» **Stated task 1**:
Which facts does the piece on South African politics below state? Answer each briefly.
(a) Which party does it say "makes the trains run on time, without the fascism"?
(b) Whose role does it predict will increase as Western investment lessens?
(c) What hybrid does the writer say they would like to see?

» **Quoted text**:
------------------------------

No longer. As of now, and for a decade past, we're in free fall. Only those protected against the consequences of state failure can afford such fantasies. 'Failing' can mean different things ranging from State disintegration into outright famine and generalised violence to staggering along the abyss beset by mass poverty, personal insecurity and crime.

There is absolutely no doubt we meet the latter definition of failure, with a significant chance of progressing further into the full monty.

In my view the 'adapt and nudge' version of political reform is corporate South Africa in tacit alliance with the ruling ANC cartel. In the kindest version of this scenario the Ship of State is kept afloat, the current pockets of relative affluence and functionality are somehow maintained, possibly even extended, hopefully with some benefits filtering-down to the masses.

This is fantasy close to outright cynicism. Contrary to what the corporate sector may believe, the ANC government and the criminal cartels will call the tune, not them. Infrastructure will continue to disintegrate, those with skills will immigrate, crime at all levels will worsen, the educational and health institutions will deteriorate further and poverty and inequality will mount.

Faced with these trends and increasing public resistance, the government will become more extreme, Western investment will lessen, the role of the Russian-Chinese bloc will increase. Who knows what will happen after that?

Politics is not a harmless sideshow. Yet listening to many of our politicians, especially those from the swarm of ego-driven, single-issue parties and much of our media, that is precisely how they regard it. A game in which the voters are pawns and they're playing kings and queens.

This is an immature politics of opportunism reflecting the dire socio-economic demoralisation and fragmented state of the country.

Yet, amazingly, enough we still have a party which remembers what national purpose is about. A party which retains the institutional and cultural imprint of hard-won freedoms resting upon an adult ethos of personal responsibility, integrity, and social conscience.

Everyone knows its name, the Democratic Alliance. It's the party which makes the trains run on time, without the fascism. We need it desperately in South Africa. But what are the caveats?

One. The South African soil is unpropitious. You cannot just transplant a foreign plant like liberal democracy into such inhospitable soil and expect it to flourish. It has to be carefully tended and defended. Given the political and historical terrain of SA that's an immensely difficult and arduous task.

The DA will have to adapt the classical model of Liberal Democracy to local conditions and still keep the trains running - and the lights on, etc etc. There is no place for ideological or undue strategic rigidity.

I personally would like to see a strong, state-led social democracy alongside a vigorous entrepreneurial class. A South African-Nordic hybrid. We are going to have to find our way between purist meritocracy and a forms of representative diversity along different dimensions.

------------------------------

» **Data for processing**:
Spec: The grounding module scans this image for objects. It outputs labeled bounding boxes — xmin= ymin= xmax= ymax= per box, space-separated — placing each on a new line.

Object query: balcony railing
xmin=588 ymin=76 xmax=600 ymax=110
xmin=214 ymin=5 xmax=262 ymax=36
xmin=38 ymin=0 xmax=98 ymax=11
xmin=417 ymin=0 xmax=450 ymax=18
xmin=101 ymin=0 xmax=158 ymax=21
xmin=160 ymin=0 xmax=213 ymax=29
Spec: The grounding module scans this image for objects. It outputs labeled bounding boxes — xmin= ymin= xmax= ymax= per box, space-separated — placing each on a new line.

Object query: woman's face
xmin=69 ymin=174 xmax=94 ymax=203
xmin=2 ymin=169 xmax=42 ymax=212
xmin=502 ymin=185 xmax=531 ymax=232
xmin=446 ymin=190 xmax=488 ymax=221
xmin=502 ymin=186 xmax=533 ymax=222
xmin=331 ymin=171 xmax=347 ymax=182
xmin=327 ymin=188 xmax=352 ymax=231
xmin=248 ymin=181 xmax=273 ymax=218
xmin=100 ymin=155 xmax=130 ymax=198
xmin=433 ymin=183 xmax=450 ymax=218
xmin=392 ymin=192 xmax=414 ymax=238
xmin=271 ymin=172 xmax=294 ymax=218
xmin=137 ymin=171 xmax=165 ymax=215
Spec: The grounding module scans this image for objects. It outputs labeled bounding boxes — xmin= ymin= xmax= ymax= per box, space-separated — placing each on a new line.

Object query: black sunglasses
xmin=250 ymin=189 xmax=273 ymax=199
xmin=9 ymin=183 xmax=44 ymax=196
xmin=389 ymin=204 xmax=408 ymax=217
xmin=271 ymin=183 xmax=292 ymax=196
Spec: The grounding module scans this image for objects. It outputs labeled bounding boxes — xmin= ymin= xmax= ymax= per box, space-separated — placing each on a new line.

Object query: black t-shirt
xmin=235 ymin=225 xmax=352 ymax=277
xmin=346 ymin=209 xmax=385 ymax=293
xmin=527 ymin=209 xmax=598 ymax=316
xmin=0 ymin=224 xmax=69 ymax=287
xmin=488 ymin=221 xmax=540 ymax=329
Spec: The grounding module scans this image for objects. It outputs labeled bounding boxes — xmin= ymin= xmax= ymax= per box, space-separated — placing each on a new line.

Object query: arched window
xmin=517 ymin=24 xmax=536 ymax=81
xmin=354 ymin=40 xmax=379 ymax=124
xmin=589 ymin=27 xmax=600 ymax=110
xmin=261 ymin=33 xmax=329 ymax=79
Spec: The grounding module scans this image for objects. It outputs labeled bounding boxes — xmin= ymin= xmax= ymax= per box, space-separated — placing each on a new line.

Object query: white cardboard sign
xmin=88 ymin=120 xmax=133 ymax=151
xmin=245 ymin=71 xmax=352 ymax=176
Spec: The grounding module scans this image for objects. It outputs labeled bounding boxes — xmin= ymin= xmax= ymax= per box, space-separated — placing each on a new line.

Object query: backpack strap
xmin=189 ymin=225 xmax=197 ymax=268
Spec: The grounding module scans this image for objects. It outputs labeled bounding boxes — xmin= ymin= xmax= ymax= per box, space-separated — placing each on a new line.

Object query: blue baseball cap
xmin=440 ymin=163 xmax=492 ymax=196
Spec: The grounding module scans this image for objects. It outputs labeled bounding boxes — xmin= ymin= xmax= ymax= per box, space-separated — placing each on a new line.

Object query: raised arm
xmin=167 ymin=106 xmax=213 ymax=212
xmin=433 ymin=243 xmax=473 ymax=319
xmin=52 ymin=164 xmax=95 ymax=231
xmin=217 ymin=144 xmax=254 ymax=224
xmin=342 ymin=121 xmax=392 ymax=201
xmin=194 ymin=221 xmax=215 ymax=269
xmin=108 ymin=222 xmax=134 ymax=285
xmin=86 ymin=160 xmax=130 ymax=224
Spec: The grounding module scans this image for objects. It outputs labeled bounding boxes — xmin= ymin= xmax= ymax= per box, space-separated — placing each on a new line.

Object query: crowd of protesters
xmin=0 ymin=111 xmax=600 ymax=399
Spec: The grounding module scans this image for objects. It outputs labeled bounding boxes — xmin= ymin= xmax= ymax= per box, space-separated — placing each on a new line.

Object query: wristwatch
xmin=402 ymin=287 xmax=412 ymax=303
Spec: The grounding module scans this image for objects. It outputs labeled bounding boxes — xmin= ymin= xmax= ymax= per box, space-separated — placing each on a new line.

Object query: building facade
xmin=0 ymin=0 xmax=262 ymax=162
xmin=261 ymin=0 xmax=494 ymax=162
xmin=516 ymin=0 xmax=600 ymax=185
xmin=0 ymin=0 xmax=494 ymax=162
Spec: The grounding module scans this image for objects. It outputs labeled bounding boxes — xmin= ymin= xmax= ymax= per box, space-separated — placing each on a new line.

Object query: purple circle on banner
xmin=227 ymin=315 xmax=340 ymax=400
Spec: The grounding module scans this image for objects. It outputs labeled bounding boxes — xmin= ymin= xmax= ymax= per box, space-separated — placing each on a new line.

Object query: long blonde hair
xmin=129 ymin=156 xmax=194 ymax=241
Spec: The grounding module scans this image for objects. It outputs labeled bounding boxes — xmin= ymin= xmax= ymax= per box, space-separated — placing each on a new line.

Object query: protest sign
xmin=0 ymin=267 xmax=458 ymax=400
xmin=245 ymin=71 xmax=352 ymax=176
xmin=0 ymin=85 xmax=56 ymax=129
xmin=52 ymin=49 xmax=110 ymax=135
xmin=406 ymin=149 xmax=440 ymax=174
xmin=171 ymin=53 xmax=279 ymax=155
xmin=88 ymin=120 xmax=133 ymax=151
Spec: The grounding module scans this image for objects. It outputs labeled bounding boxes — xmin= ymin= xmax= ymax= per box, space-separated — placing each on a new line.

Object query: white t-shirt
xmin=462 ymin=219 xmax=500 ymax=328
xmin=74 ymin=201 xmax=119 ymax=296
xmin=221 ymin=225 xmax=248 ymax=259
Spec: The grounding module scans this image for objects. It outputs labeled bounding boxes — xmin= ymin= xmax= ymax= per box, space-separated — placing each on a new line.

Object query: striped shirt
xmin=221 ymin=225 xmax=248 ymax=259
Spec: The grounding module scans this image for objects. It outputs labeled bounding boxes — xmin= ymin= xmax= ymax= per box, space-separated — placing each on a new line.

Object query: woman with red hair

------------------------------

» **Stated task 2**:
Which lines in the entries contain the string "white"? Copy each of them, treating uppercase and lowercase as different.

» **Task answer 1**:
(a) The Democratic Alliance.
(b) The Russian-Chinese bloc.
(c) A South African-Nordic hybrid.

» **Task answer 2**:
Object query: white cardboard sign
Object query: white t-shirt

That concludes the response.